* [PAGE EXCERPT]
((

The day realized I have never had parents, relatives, friends, and that I was not at all related to any flesh the first thing I thought was 'Who are these people, then? And why do they think we have something in common?' It dawned upon me that I have never known them, nor they me, having been living in a mind of hypocrisy which relates to things in view of an appearance-based understanding.  We never were in a relationship that is founded upon true love, but upon blindness and the shame of constantly enforcing expectations upon each other. 'You ought to do this, because you are..a son, a father, a mother, a friend'. It doesn't matter, it's a murderous, religious, fleshly identity that seeks to enslave by enforcing a mind of prescriptions for a certain conduct.  Now there is no longer a flesh I would see mother or a father in, though I can recognize and do honor the reality of having received my body from another. My real father and mother is the reality within me that moves my being, nurtures me in living understanding, clothes me in comforting knowledge, cares for my true life, enriches me eternally with the glories of hope, justifies me in view of death and delivers me from a mindset of murderous perceptions that would otherwise consume me.

Yes, and I can assure you my good brother that this will not be acceptable wisdom to those who call themselves your neighbor. In fact, it may even be too much for certain “grace” folks as well.

 

Excellent word bro.,

 

Adam

I admit I was shaken up by the things he said at first, although not in disagreement at all. What he was talking about underneath everything was the freedom he's gained through this wisdom. I was like “man, to see other people as walking dead like zombies is a bit too much for me,” until I realized that's it's true: I have NO TIES whatsoEVER to the flesh at all! Like I wrote on the ShovelShack, the factor is ZERO; no more are we obligated to the flesh of man and all its treachery. We are united with God; we have absolutely no factor in this world at all! We are what the world has been groaning for since its creation: living embodiments of the Lord on earth!

I pray to God and trust He will can open my eyes to see the wonderful things Georgi has seen, so that I can be unburdened by the world around me and see Christ more and more.

Justin my brother, I have NO doubt that you are not one of those “grace folks” that have such a hard time with these things. In fact much of what Georgi has expressed has most certainly come through much pain and trial. Same for me and Jim and…etc.[Oh yeah ..Jesus!]

In Him there isn't any fear involved nor any self examination when it comes to this stuff. He just reveals stuff from time to time and as we walk through life we come to know these things. No formula as you know.

))

* [DATASET EXTRACT]
((

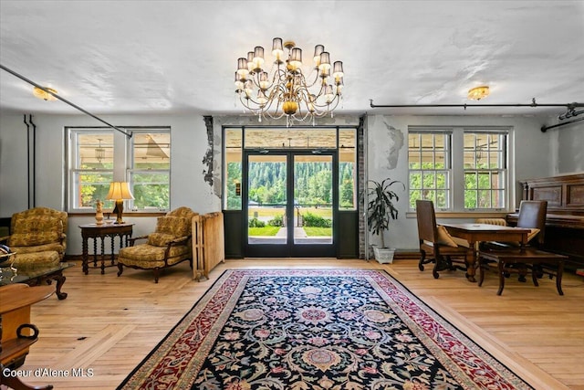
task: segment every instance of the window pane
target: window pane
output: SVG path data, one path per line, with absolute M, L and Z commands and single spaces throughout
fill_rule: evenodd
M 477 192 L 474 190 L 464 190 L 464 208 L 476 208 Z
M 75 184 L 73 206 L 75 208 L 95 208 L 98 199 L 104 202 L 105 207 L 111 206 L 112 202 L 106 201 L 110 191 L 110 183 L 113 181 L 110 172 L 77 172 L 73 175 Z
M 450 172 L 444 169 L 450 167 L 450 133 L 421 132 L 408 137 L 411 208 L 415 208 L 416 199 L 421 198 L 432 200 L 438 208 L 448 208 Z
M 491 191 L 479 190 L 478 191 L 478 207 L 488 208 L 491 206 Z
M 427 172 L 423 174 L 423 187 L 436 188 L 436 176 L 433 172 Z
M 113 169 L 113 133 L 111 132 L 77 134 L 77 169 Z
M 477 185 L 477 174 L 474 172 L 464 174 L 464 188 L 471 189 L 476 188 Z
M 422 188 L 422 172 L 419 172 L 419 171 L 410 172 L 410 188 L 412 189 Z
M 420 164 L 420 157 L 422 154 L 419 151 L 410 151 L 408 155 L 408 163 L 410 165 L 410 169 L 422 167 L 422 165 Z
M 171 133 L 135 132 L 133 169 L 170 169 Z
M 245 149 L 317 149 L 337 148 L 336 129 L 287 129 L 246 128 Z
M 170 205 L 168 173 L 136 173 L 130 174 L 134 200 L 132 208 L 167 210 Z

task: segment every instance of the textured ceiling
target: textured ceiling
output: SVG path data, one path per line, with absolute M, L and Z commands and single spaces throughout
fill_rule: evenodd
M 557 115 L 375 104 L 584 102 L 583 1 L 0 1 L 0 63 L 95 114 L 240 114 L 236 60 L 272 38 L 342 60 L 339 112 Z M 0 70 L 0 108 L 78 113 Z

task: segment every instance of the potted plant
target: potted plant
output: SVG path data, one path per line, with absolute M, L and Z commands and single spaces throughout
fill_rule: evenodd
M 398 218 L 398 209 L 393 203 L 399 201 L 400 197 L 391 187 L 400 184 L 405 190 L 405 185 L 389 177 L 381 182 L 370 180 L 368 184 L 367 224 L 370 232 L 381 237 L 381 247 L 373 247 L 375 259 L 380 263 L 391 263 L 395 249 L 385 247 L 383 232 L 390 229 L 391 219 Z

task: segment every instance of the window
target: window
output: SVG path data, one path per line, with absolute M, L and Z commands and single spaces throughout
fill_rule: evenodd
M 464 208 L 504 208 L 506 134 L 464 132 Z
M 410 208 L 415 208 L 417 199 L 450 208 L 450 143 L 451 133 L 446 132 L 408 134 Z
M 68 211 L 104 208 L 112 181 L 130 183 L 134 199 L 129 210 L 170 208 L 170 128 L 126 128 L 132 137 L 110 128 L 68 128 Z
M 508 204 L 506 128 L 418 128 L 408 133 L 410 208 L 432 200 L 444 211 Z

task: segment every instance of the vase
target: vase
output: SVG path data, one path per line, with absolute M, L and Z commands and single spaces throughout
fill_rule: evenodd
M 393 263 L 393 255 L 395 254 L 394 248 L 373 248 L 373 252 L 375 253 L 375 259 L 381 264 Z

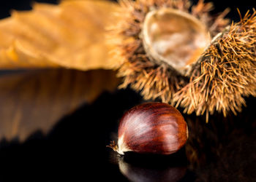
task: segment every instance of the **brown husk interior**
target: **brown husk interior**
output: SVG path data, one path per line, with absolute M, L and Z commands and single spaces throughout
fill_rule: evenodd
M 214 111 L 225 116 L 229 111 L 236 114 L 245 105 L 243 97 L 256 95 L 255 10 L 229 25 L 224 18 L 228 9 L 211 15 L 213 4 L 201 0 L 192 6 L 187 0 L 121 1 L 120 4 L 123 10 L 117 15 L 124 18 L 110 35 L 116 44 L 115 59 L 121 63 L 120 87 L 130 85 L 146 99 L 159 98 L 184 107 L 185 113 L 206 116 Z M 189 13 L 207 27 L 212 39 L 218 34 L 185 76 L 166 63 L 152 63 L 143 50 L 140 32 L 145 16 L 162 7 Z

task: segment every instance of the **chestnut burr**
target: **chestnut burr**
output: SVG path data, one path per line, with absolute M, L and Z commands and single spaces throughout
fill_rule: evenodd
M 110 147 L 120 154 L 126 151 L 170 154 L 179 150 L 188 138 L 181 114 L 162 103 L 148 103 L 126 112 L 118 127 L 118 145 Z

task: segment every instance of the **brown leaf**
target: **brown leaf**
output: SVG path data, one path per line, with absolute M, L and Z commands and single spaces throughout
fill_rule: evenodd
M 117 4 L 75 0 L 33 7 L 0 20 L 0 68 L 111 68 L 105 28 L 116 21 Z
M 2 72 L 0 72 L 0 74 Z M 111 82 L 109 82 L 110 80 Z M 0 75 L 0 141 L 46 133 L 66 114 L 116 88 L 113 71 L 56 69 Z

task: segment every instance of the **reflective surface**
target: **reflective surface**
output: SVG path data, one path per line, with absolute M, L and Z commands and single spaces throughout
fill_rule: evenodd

))

* [EXERCISE DESCRIPTION]
Please echo the stretch of the forum excerpt from "I admit I was" through "the Lord on earth!" word for word. The items are separate from the forum excerpt.

* [ANSWER TO THIS EXERCISE]
I admit I was shaken up by the things he said at first, although not in disagreement at all. What he was talking about underneath everything was the freedom he's gained through this wisdom. I was like “man, to see other people as walking dead like zombies is a bit too much for me,” until I realized that's it's true: I have NO TIES whatsoEVER to the flesh at all! Like I wrote on the ShovelShack, the factor is ZERO; no more are we obligated to the flesh of man and all its treachery. We are united with God; we have absolutely no factor in this world at all! We are what the world has been groaning for since its creation: living embodiments of the Lord on earth!